### Fragmento proporcionado

########################################

Acciones Solidarias y Apoyo Mutuo: ¡Nos Cuidamos!
Además del impacto directo en la salud y la vida de millones de personas, los pronósticos indican que la pandemia someterá al hambre a 66 millones más de personas en todo el mundo. En Brasil, además de los nueve millones de puestos de trabajo perdidos, el hambre ha sido uno de los primeros problemas que ha surgido con la economía parcialmente cerrada y muchas personas quedándose en casa. La administración de Bolsonaro contribuyó a crear esta situación: en su primer acto como presidente, Bolsonaro acabó con organizaciones encargadas de combatir el hambre, como el Consejo Nacional de Seguridad Alimentaria y Nutricional (Consea). Al año siguiente, dijo a miembros de la prensa internacional que “No hay hambre en Brasil”.
Junto con la crisis sanitaria y económica, hubo un aumento de hasta un 40% en el precio de los alimentos. En São Paulo, por ejemplo, lxs productorxs vieron una caída de hasta un 80%, en la venta de verduras a bares y restaurantes en los primeros meses de la pandemia. Hasta un 70% de algunos productos se tiraban a la basura mientras miles de personas en las ciudades no tenían forma de alimentar a sus familias. La lógica del mercado hace que lxs productorxs tiren los alimentos en lugar de compartirlos con lxs que pasan hambre y dificulta la distribución racional de los recursos en tiempos de crisis. Si no hay beneficios, no les conviene llevar comida a quienes más la necesitan.

########################################

### Los datos
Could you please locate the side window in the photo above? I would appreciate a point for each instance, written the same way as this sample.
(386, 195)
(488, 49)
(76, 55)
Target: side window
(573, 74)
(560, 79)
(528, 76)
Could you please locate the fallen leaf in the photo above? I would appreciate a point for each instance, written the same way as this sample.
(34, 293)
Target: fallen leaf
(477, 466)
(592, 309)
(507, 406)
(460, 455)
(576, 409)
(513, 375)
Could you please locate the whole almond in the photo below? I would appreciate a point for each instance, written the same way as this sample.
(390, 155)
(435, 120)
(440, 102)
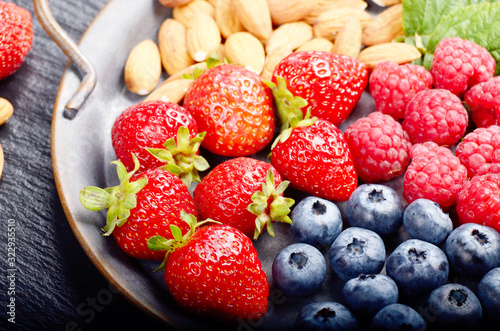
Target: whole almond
(317, 44)
(225, 18)
(386, 3)
(272, 60)
(1, 160)
(329, 23)
(143, 68)
(348, 41)
(184, 14)
(285, 11)
(385, 27)
(254, 15)
(173, 91)
(243, 49)
(292, 35)
(174, 3)
(172, 45)
(202, 37)
(398, 52)
(326, 5)
(6, 110)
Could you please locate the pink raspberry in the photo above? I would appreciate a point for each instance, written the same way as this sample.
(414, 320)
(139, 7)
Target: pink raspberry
(435, 115)
(393, 86)
(379, 146)
(479, 151)
(478, 201)
(459, 64)
(434, 173)
(484, 102)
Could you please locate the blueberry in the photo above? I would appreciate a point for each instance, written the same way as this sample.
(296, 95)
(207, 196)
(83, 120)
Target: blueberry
(367, 294)
(488, 292)
(473, 250)
(319, 316)
(418, 267)
(357, 251)
(375, 207)
(316, 221)
(299, 269)
(424, 219)
(396, 317)
(452, 307)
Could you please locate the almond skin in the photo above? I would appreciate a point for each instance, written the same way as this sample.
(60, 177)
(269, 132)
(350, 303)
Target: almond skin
(143, 68)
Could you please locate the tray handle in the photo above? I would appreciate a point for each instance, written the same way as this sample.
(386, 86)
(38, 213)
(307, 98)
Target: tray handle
(70, 48)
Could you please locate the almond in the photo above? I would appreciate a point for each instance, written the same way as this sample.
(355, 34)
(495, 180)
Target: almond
(174, 3)
(272, 60)
(184, 14)
(286, 11)
(188, 71)
(348, 41)
(385, 27)
(225, 18)
(292, 35)
(398, 52)
(326, 5)
(317, 44)
(172, 44)
(202, 37)
(255, 17)
(329, 23)
(243, 49)
(1, 160)
(173, 91)
(143, 68)
(6, 110)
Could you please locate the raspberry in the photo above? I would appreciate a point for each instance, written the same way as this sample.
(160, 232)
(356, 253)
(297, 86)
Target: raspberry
(16, 37)
(459, 64)
(435, 115)
(479, 151)
(393, 86)
(484, 102)
(379, 146)
(434, 173)
(478, 201)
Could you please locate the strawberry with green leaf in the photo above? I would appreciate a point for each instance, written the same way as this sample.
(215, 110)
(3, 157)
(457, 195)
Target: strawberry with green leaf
(245, 193)
(144, 204)
(160, 134)
(314, 156)
(234, 107)
(214, 271)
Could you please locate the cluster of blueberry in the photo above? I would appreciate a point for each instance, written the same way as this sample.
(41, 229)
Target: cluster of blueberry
(384, 287)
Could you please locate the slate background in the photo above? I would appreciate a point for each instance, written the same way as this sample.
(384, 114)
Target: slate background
(56, 285)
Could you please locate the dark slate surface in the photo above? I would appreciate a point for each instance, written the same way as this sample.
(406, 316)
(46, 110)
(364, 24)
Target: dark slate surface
(56, 285)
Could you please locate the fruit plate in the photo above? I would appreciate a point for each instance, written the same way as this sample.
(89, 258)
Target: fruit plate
(81, 156)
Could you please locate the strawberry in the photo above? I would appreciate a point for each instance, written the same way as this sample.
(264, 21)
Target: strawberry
(214, 271)
(16, 37)
(244, 193)
(314, 156)
(144, 204)
(160, 134)
(332, 84)
(234, 107)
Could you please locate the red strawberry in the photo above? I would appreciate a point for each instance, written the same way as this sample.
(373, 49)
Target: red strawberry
(143, 205)
(314, 156)
(214, 271)
(145, 128)
(244, 193)
(16, 37)
(332, 84)
(234, 107)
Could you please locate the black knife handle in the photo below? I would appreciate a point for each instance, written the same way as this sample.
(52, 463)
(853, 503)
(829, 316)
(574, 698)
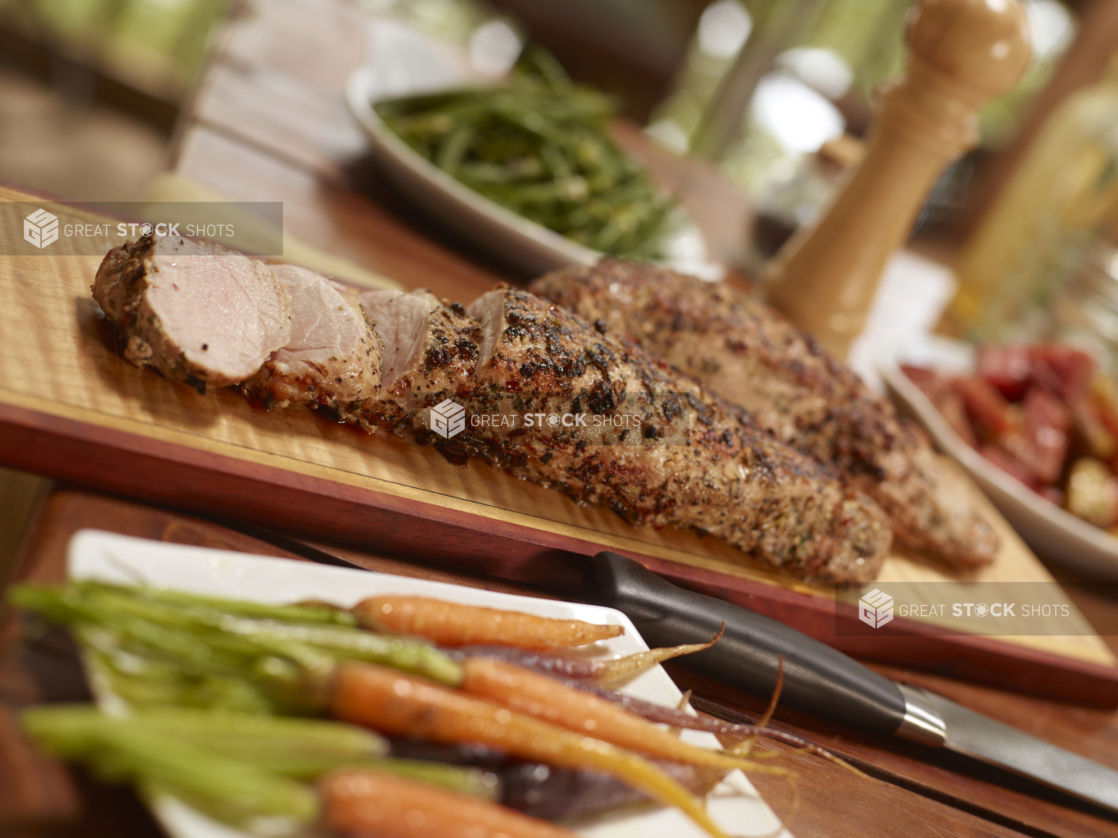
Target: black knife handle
(817, 679)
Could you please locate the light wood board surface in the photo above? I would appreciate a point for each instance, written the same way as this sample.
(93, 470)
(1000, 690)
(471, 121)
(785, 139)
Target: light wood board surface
(60, 363)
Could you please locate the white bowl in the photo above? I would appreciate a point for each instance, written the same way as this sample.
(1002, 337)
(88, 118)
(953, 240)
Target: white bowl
(1054, 534)
(404, 64)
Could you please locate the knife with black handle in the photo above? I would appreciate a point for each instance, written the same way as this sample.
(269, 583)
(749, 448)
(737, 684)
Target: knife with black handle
(827, 684)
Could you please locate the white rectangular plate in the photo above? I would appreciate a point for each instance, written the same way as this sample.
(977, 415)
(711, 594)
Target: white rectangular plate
(119, 559)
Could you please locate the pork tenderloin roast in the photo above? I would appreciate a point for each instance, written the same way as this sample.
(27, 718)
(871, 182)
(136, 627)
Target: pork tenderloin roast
(193, 311)
(690, 460)
(333, 355)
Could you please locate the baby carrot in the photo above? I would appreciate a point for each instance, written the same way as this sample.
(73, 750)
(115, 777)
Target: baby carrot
(543, 697)
(451, 624)
(367, 802)
(392, 702)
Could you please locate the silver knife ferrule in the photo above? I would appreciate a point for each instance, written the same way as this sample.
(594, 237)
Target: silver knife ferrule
(921, 722)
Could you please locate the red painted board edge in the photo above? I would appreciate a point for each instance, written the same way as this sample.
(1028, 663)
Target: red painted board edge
(124, 463)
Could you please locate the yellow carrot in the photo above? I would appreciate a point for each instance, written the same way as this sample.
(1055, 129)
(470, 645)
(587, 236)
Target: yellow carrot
(543, 697)
(392, 702)
(452, 624)
(366, 802)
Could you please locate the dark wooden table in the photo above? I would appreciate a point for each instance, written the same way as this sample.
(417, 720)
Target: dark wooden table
(267, 123)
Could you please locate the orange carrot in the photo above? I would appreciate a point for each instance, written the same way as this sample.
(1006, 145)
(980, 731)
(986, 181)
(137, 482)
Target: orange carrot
(543, 697)
(451, 624)
(390, 701)
(367, 802)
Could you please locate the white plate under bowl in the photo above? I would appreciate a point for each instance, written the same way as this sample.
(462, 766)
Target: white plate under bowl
(404, 64)
(1054, 534)
(123, 560)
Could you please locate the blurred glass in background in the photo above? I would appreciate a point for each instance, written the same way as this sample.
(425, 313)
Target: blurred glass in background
(767, 84)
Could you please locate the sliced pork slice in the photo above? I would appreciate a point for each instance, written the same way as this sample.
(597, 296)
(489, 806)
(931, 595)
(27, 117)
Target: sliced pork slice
(333, 355)
(749, 354)
(613, 426)
(429, 353)
(196, 312)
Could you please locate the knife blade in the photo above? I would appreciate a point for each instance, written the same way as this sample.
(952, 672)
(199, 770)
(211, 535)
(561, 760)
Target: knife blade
(825, 683)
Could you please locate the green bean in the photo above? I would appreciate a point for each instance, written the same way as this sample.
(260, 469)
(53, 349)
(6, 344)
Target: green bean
(299, 612)
(207, 639)
(539, 146)
(122, 749)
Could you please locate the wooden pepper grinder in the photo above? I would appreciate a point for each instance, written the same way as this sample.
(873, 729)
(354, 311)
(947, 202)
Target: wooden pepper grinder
(962, 54)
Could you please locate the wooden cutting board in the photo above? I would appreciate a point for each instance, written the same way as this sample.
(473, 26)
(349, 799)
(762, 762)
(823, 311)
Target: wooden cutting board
(72, 407)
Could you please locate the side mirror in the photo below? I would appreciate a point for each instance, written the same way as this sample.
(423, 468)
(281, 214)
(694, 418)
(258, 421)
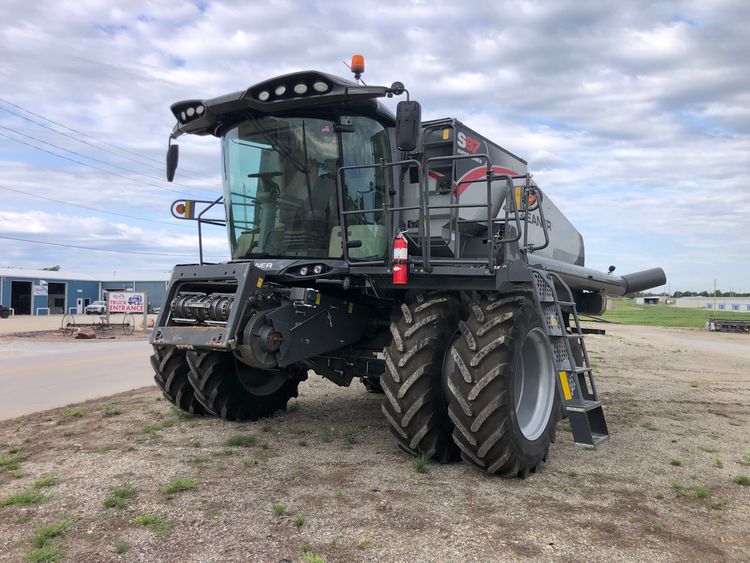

########################################

### Tarea pendiente A
Transcribe el tramo del texto sobre el hambre en Brasil que va desde "Junto con la" hasta "más la necesitan.".
### Tarea pendiente B
Responde a estas preguntas sobre el texto sobre el hambre en Brasil:
(i) ¿Cuántos puestos de trabajo se perdieron en Brasil?
(ii) ¿Qué organismo se nombra como ejemplo de las organizaciones que Bolsonaro eliminó en su primer acto como presidente?
(iii) ¿Hasta qué porcentaje subió el precio de los alimentos?
### Tarea pendiente C
Prolonga el texto sobre el hambre en Brasil a partir del punto en que se detiene.

### Resultado de tarea A
Junto con la crisis sanitaria y económica, hubo un aumento de hasta un 40% en el precio de los alimentos. En São Paulo, por ejemplo, lxs productorxs vieron una caída de hasta un 80%, en la venta de verduras a bares y restaurantes en los primeros meses de la pandemia. Hasta un 70% de algunos productos se tiraban a la basura mientras miles de personas en las ciudades no tenían forma de alimentar a sus familias. La lógica del mercado hace que lxs productorxs tiren los alimentos en lugar de compartirlos con lxs que pasan hambre y dificulta la distribución racional de los recursos en tiempos de crisis. Si no hay beneficios, no les conviene llevar comida a quienes más la necesitan.

### Resultado de tarea B
(i) Nueve millones.
(ii) El Consejo Nacional de Seguridad Alimentaria y Nutricional (Consea).
(iii) Hasta un 40%.

### Resultado de tarea C
Muchas empresas han intentado hacer publicidad disfrazada de caridad, donando productos alimenticios procesados e industrializados, para que su marca se mencione en los reportajes de televisión. Utilizaron el periodismo corporativo brasileño para ocupar minutos millonarios en prime time, obteniendo publicidad gratuita y una imagen de “solidaridad” para sus marcas.
Por el contrario, entre marzo y julio, el MST (Movimiento de Trabajadores Sin Tierra) logró donar 2300 toneladas de alimentos a comunidades de todo el país. La agricultura familiar es responsable de hasta el 80% de la producción de frutas y el 60% de las verduras que consume la población. El MST utilizó el mismo modelo para producir y vender alimentos por debajo del precio de mercado, donando a escala nacional, durante la pandemia, arroz, frijoles, piñones, yerba mate, harina de maíz, frutas y verduras.2
Tres toneladas de alimentos que donó el MST durante la pandemia.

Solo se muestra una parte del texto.